> Excerto do documento:
####################
Apesar da demissão de Rubiales, processo aberto pela FIFA mantém-se; reunião entre federação e jogadoras na quarta-feira
Europa Press Sports
O futebol espanhol continua virado do avesso, inflamado pela inesperada demissão de Luis Rubiales, o até aqui presidente da Real Federação Espanhola de Futebol, recentemente suspenso pelo FIFA depois do caso do beijo não consentido em Jennifer Hermoso. Reunião entre campeãs do mundo e a federação visa abordar novo rumo da entidade e resolver o imbróglio da próxima convocatória. Verónica Boquete, importante futebolista espanhola, diz que o telemóvel de Hermoso foi hackeado para a prejudicar
A realidade não podia estar mais longe daquele 25 de agosto, em que Luis Rubiales disse, numa assembleia extraordinária da Real Federação Espanhola de Futebol, seis vezes “não vou demitir-me”. Foi então aplaudido por um auditório inteiro onde estavam os selecionadores das equipas masculina e feminina, que acharam razoável um dirigente beijar sem consentimento um funcionário, neste caso a futebolista Jennifer Hermoso. Entretanto, o primeiro, Luis de la Fuente, pediu desculpa e o segundo, Jorge Vilda, foi despedido pelo presidente interino, Pedro Rocha. O incidente aconteceu na final do Campeonato do Mundo, conquistado pelas espanholas.
No domingo, ainda antes de publicar o comunicado a explicar a sua demissão, o jornalista Piers Morgan dava o furo da decisão de Rubiales, à boleia de uma entrevista de duas horas que vai para o ar ainda esta semana. No tweet que publicou o texto a explicar a demissão da federação, Rubiales escreveu: “Defenderei a minha honra. Defenderei a minha inocência. Tenho fé no futuro. Tenho fé na verdade”.
A verdade foi transmitida em direto e vê-se um homem a agarrar a cabeça de uma mulher e a beijá-la, num ato que não foi consentido, segundo a jogadora disse depois. Antes disso, na tribuna dos cartolas, o ex-futebolista celebrou o feito da seleção feminina agarrando os genitais, eufórico, ao lado da rainha e da filha menor. Os dois momentos levaram a reações várias, como de um sindicato que representa as jogadoras, dezenas delas renunciaram no imediato à seleção, assim como se observaram queixas do governo espanhol ao Tribunal Administrativo do Desporto, originando mais um processo contra Rubiales.
Entre as promessas de continuidade do visado e as exigências de demissão da opinião pública e de variadíssimos organismos, como as Nações Unidas, a FIFA suspendeu provisoriamente, por 30 dias, o dirigente espanhol. No dia 30 de agosto, em entrevista ao “L’Équipe”, o presidente da UEFA, Alexsander Ceferin, considerou “inapropriado” o comportamento do responsável máximo da federação espanhola.
De acordo com a agência de notícias EFE, mesmo com a demissão de Luis Rubiales, esse processo e a investigação da entidade que rege o futebol mundial seguirão os trâmites normais. Entretanto, e depois de uma queixa formal de Jennifer Hermoso, o Ministério Público espanhol indiciou Luis Rubiales por agressão sexual e coação.
####################
> Dados extraídos:
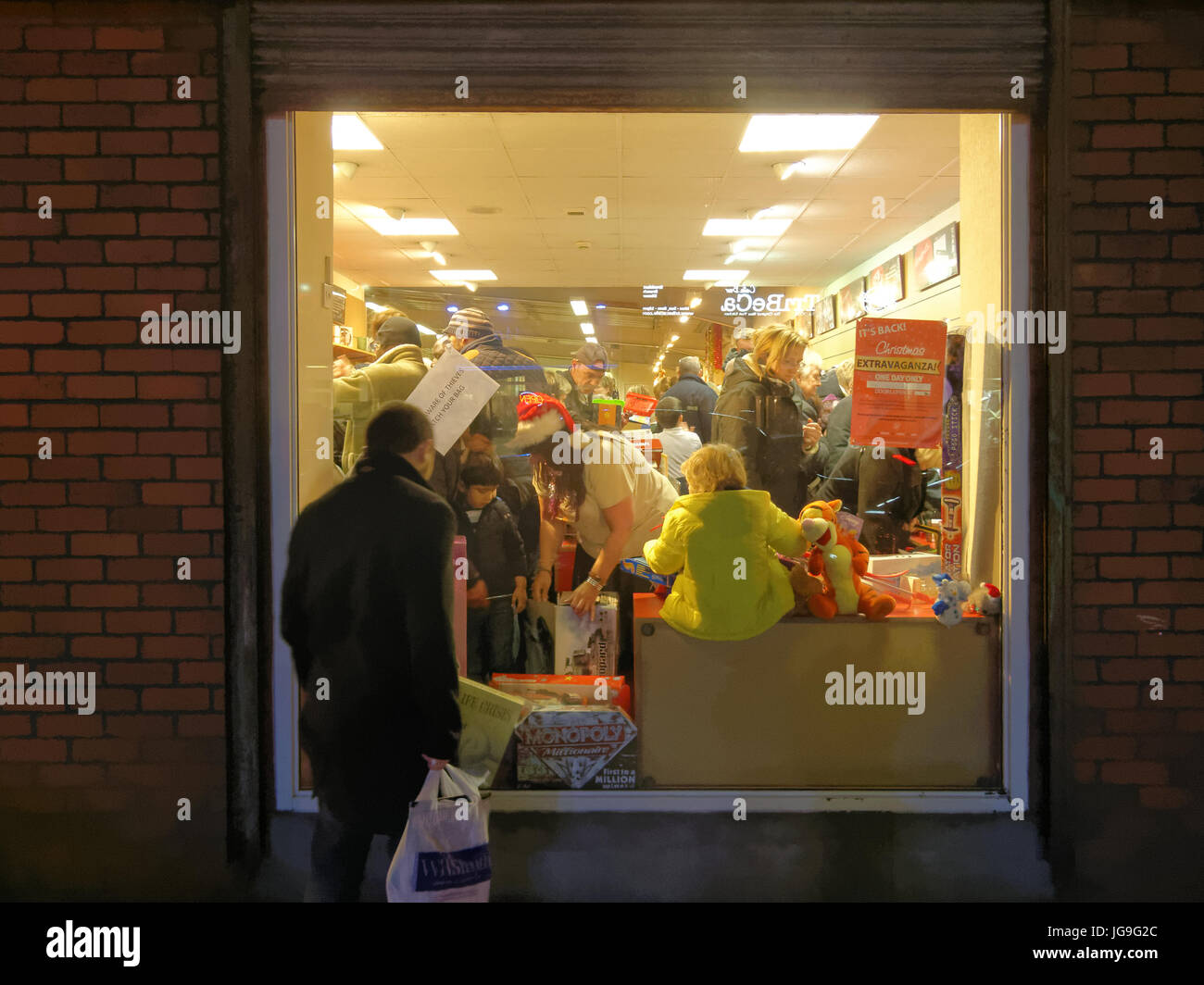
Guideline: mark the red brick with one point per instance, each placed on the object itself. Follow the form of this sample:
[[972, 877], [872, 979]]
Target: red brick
####################
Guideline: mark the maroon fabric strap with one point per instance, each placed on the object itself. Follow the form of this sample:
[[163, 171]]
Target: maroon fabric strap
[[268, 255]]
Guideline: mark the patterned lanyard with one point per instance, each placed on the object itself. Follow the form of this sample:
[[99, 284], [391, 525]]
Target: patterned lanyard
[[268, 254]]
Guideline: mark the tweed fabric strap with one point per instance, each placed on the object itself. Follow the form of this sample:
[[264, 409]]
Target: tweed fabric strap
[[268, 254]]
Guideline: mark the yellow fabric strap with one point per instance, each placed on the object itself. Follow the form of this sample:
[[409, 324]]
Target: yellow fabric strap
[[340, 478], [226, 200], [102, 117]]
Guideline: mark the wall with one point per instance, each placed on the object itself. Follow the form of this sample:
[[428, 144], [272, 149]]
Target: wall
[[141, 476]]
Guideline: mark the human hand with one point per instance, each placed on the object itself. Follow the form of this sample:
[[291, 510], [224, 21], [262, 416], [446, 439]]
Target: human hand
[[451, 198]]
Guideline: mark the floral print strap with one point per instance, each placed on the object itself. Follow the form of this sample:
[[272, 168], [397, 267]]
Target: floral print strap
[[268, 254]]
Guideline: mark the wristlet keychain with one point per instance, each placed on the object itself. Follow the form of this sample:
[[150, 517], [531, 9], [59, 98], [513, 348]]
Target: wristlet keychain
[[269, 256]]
####################
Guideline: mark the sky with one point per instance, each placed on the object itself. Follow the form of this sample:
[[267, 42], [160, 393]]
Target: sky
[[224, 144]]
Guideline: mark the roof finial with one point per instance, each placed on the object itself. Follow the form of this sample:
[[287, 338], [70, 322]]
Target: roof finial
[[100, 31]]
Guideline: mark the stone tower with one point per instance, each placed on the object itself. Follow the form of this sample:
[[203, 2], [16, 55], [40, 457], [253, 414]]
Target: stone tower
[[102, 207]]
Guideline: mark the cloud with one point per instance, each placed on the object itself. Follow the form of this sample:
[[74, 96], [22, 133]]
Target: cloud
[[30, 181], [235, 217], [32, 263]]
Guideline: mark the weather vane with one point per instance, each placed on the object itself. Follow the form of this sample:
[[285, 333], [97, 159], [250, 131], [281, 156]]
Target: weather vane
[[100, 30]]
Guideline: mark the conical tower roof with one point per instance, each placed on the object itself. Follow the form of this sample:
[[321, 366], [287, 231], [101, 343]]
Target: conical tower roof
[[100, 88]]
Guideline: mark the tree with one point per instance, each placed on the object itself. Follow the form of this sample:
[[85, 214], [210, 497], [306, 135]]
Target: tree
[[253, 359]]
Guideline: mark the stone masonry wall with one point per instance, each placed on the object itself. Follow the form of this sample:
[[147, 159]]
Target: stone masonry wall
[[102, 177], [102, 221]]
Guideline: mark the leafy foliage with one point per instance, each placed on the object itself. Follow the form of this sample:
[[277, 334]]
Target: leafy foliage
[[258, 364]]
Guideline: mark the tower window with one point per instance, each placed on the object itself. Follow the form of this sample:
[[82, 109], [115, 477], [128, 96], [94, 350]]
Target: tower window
####################
> Trabalho pedido:
A) Pode repetir, da notícia sobre a demissão de Rubiales, tudo desde "Entre as promessas" até "sexual e coação."?
B) Consegue escrever a parte seguinte da notícia sobre a demissão de Rubiales, a partir do ponto em que ela termina?

> Respostas às tarefas:
A)
Entre as promessas de continuidade do visado e as exigências de demissão da opinião pública e de variadíssimos organismos, como as Nações Unidas, a FIFA suspendeu provisoriamente, por 30 dias, o dirigente espanhol. No dia 30 de agosto, em entrevista ao “L’Équipe”, o presidente da UEFA, Alexsander Ceferin, considerou “inapropriado” o comportamento do responsável máximo da federação espanhola.
De acordo com a agência de notícias EFE, mesmo com a demissão de Luis Rubiales, esse processo e a investigação da entidade que rege o futebol mundial seguirão os trâmites normais. Entretanto, e depois de uma queixa formal de Jennifer Hermoso, o Ministério Público espanhol indiciou Luis Rubiales por agressão sexual e coação.

B)
No tal comunicado, que publicou finalmente uns minutos depois de Piers Morgan anunciar a entrevista e a decisão do entrevistado, que apanhou mais ou menos o mundo do futebol desprevenido, Rubiales escreveu: “Depois da veloz suspensão realidade pela FIFA, mais os procedimentos abertos contra a minha pessoa, é evidente que não poderei voltar ao meu cargo. Insistir em ficar à espera e agarrar-me ao lugar não vai contribuir com nada de positivo, nem para a federação, nem para o futebol espanhol”.
A federação espanhola vive assim uma nova avalanche de acontecimentos e emoções entre jogos da qualificação para o Europeu 2024, contra Geórgia e Chipre. Depois das botas que ficaram esquecidas em Espanha e depois de, segundo o “Relevo”, a federação ter tentado ocultar que recorreu a um voo privado para contar com o equipamento prontamente, seguem-se as ondas de choque da demissão de Rubiales. “É um salve-se quem puder”, disse um funcionário da federação ao “Relevo”.
Segundo a “Marca”, o presidente interino, Pedro Rocha, tem agora duas opções: ou convocar eleições imediatamente e o eleito vencedor fica apenas até setembro, ou esperar até janeiro e convocar eleições.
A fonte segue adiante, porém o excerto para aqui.